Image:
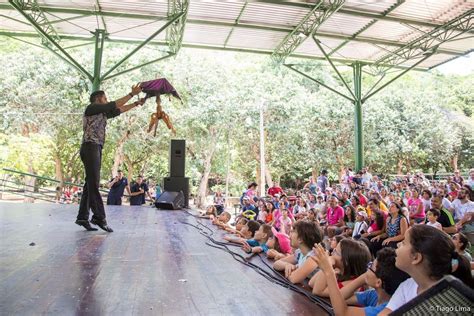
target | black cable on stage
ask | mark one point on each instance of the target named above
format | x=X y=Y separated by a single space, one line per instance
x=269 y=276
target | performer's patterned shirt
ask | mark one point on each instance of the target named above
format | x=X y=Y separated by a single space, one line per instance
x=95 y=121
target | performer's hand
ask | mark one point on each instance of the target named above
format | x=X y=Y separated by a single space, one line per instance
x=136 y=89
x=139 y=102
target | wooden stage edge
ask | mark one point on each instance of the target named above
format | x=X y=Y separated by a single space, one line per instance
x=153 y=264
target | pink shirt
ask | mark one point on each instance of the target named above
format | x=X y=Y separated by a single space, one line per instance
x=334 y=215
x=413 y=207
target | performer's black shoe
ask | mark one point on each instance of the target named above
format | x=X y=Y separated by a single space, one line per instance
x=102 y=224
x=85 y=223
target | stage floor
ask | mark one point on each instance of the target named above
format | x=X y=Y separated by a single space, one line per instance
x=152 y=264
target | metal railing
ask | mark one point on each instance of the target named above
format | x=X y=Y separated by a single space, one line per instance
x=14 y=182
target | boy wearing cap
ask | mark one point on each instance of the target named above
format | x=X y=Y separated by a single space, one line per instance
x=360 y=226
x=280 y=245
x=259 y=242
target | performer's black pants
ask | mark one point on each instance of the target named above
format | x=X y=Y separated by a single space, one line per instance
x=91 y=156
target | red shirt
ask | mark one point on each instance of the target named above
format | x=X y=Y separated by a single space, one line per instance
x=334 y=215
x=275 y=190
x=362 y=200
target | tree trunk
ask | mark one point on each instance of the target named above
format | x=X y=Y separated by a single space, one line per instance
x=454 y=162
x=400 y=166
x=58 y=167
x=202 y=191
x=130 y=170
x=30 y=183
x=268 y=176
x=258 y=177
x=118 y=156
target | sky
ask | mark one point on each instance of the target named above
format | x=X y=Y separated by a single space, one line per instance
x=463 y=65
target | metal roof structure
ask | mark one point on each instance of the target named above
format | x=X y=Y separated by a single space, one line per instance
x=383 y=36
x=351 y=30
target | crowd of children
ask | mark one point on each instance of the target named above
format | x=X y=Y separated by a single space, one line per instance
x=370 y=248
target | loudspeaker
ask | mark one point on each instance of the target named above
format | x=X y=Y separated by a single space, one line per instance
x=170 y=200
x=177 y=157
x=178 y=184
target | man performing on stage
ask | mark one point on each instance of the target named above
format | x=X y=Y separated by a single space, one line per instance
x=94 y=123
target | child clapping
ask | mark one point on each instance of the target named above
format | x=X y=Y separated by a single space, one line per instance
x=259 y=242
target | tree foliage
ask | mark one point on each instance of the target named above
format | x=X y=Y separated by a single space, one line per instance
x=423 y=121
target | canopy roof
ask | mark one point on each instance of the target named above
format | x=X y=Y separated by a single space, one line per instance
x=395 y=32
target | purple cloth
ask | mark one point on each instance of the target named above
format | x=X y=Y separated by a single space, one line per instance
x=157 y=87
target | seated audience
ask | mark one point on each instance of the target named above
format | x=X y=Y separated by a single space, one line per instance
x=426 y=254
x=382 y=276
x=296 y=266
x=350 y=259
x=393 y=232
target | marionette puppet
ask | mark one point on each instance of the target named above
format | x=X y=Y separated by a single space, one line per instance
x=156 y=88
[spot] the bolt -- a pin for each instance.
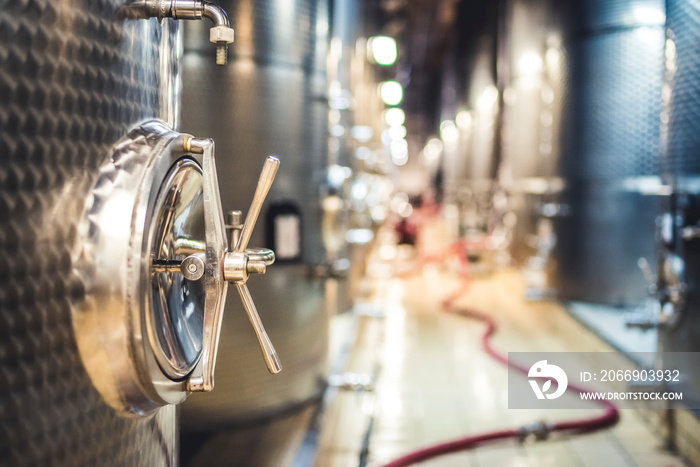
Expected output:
········
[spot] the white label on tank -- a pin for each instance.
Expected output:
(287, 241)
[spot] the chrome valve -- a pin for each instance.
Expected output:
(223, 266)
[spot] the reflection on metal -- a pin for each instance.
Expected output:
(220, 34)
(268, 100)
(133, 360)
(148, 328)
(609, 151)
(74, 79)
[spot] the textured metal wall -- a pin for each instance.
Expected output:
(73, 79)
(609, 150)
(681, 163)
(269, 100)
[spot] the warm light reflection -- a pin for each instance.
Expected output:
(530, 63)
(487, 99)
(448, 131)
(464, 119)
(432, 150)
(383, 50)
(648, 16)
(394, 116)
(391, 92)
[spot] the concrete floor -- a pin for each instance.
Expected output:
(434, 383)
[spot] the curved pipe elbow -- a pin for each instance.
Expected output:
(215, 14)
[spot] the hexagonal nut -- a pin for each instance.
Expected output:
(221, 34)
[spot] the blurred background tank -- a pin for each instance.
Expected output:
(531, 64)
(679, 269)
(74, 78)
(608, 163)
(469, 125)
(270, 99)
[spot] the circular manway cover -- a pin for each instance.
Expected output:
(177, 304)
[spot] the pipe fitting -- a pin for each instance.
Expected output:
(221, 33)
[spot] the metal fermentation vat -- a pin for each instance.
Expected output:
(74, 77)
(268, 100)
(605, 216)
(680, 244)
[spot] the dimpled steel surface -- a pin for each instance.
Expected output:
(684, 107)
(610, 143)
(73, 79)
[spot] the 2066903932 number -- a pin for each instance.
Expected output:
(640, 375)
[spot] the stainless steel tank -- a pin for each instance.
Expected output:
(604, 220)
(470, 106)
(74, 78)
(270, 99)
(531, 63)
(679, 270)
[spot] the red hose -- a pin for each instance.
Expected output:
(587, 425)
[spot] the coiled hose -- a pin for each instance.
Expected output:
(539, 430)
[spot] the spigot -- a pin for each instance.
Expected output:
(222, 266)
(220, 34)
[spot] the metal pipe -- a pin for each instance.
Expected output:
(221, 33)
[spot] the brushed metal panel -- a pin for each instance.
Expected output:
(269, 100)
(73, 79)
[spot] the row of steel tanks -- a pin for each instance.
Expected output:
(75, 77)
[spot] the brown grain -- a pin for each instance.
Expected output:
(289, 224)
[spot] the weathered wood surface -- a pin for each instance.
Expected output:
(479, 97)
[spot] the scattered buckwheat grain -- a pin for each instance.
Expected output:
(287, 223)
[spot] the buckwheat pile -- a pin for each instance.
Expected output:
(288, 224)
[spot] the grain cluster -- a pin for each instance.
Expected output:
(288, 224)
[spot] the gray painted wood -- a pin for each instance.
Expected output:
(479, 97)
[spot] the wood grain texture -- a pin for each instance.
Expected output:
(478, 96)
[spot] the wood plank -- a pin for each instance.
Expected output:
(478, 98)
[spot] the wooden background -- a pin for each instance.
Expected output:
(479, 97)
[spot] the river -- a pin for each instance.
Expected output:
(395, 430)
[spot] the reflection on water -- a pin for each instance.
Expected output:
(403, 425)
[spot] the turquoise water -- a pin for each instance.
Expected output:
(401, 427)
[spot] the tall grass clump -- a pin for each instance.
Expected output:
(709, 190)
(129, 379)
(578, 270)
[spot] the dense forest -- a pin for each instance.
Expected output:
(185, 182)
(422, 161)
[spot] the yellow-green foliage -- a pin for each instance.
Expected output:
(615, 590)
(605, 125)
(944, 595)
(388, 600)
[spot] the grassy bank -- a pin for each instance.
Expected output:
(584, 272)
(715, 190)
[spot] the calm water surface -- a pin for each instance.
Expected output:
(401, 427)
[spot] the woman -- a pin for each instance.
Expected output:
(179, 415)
········
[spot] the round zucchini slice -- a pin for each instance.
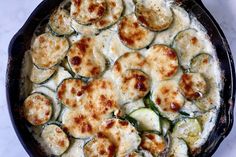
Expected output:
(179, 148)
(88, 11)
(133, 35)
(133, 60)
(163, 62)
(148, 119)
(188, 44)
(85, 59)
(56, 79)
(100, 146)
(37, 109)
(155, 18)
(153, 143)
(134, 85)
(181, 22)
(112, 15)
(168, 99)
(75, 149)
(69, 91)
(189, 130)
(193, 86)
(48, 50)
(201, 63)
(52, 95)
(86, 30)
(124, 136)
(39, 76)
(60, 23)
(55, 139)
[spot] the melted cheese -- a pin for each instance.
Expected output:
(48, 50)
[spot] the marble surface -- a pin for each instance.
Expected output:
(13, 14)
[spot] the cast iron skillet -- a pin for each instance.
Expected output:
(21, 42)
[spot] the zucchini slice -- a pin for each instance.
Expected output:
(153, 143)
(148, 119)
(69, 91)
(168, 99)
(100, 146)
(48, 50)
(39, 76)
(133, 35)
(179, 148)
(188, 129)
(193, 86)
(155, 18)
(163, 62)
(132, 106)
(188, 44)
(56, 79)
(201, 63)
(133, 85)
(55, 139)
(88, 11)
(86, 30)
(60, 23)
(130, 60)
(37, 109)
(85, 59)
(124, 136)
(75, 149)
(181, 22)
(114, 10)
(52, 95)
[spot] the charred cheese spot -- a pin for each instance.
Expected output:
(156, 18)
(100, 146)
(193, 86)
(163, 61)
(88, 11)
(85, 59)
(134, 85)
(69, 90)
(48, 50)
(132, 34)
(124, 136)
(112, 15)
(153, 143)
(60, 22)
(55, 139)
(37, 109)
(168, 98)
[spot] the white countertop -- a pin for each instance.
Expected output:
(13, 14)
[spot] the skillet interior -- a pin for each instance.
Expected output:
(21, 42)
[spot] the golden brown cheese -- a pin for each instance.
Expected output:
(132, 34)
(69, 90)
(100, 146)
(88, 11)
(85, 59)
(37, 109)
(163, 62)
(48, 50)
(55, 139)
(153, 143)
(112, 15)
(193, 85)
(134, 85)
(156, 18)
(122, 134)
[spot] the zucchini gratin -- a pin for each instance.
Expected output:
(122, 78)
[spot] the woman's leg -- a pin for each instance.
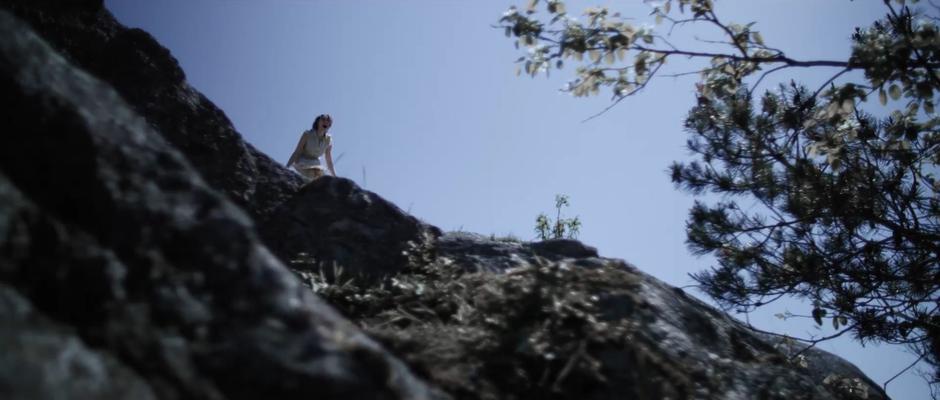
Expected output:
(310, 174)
········
Could you return exactly the stretch of the data above that starts at the line with "[spot] the concrete" and ends at the line with "[spot] the 2066903932", both lines included?

▶ [SOLVED PROBLEM]:
[spot] the concrete floor -- a pin for each instance.
Expected output:
(434, 383)
[spot] the curved pipe elbow -- a pin for each instance.
Expected output:
(215, 14)
[spot] the hexagonal nut -- a pin for each instance.
Expected output:
(221, 34)
[spot] the blurred background tank -- a pin for each instance.
Expected output:
(531, 64)
(679, 269)
(74, 78)
(608, 163)
(469, 125)
(270, 99)
[spot] the circular manway cover -- a pin for each instance.
Expected output:
(177, 304)
[spot] the pipe fitting -- a pin for each instance.
Expected output:
(221, 33)
[spot] the metal fermentation vat -- a pin for each instance.
Expected output:
(74, 77)
(268, 100)
(605, 216)
(680, 244)
[spot] the dimpled steel surface -- a pin for each instance.
Expected output:
(684, 107)
(610, 143)
(73, 79)
[spot] the 2066903932 number -- a pin for each instance.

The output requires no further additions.